Do this → Output every record word for word.

::::::

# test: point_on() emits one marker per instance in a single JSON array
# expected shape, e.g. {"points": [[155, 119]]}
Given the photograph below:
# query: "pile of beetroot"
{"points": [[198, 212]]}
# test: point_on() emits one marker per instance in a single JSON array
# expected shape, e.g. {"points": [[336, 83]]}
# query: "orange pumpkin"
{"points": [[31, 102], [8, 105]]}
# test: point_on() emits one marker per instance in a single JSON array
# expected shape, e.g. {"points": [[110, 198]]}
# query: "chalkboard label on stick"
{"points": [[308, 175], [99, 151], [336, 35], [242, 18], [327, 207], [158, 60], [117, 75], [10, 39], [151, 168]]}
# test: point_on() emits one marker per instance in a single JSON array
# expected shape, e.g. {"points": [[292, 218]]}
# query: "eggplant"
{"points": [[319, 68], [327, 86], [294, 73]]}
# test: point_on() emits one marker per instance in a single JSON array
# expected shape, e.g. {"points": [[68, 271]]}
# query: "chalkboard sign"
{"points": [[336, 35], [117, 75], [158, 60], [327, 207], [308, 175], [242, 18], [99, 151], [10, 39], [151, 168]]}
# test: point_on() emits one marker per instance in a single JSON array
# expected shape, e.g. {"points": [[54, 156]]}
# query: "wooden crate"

::::::

Response →
# test: point_on() emits one marker per instance in a single JSON array
# expected shape, e.g. {"points": [[155, 119]]}
Given the photograph below:
# query: "pile of beetroot"
{"points": [[198, 212]]}
# test: point_on() emits one marker per instance in a single JSON array
# expected shape, e.g. {"points": [[336, 83]]}
# query: "orange pumpkin"
{"points": [[31, 102], [8, 105]]}
# test: point_on() emits one marker per instance in a single JSON array
# expected shape, e.g. {"points": [[110, 198]]}
# query: "chalkboard label on stick"
{"points": [[308, 175], [99, 151], [336, 35], [242, 18], [327, 207], [158, 60], [117, 75], [10, 39], [151, 168]]}
# test: point_on() emits one marker per instance in a single JSON array
# expected shape, e.g. {"points": [[292, 218]]}
# query: "eggplant"
{"points": [[319, 68], [327, 86], [294, 73]]}
# test: point_on() emits one marker per instance in a single JSON array
# expected shape, e.g. {"points": [[68, 271]]}
# query: "chalkboard sign"
{"points": [[336, 35], [117, 75], [158, 60], [327, 207], [308, 175], [242, 18], [99, 151], [10, 39], [151, 168]]}
# test: point_on() emits one marker per instance in a single JSON array
# expected shape, e.g. {"points": [[54, 156]]}
# query: "wooden crate"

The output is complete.